=== Excerpted passage ===
# Functions and Apply

Welcome to lab 11! This week, we'll learn about functions, and how we can combine them with tables using the `apply` method.

First, set up the tests and imports by running the cell below.

In [None]:
import numpy as np
from datascience import *

# These lines set up graphing capabilities.
import matplotlib
%matplotlib inline
import matplotlib.pyplot as plt
plt.style.use('fivethirtyeight')
import warnings
warnings.simplefilter('ignore', FutureWarning)
Table.interactive_plots()

import otter
grader = otter.Notebook()

## 1. Functions and CEO Incomes

Let's start with a real data analysis task.  We'll look at the 2015 compensation of CEOs at the 100 largest companies in California.  The data were compiled for a Los Angeles Times analysis [here](http://spreadsheets.latimes.com/california-ceo-compensation/), and ultimately came from [filings](https://www.sec.gov/answers/proxyhtf.htm) mandated by the SEC from all publicly-traded companies.  Two companies have two CEOs, so there are 102 CEOs in the dataset.

We've copied the data in raw form from the LA Times page into a file called `raw_compensation.csv`.  (The page notes that all dollar amounts are in millions of dollars.)

In [None]:
raw_compensation = Table.read_table('raw_compensation.csv')
raw_compensation

**Question 1.** We want to compute the average of the CEOs' pay. Try running the cell below.

In [None]:
np.average(raw_compensation.column("Total Pay"))

=== Exercise prompt ===
In the functions and apply lab, what unit are the dollar amounts in the CEO compensation data given in?

=== Supplied data ===
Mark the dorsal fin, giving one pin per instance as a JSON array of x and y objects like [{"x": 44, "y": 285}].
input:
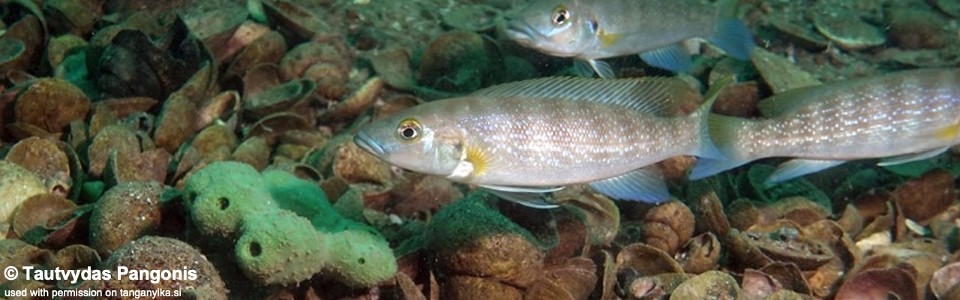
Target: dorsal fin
[{"x": 654, "y": 95}]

=== Output of the exercise ===
Millions of dollars.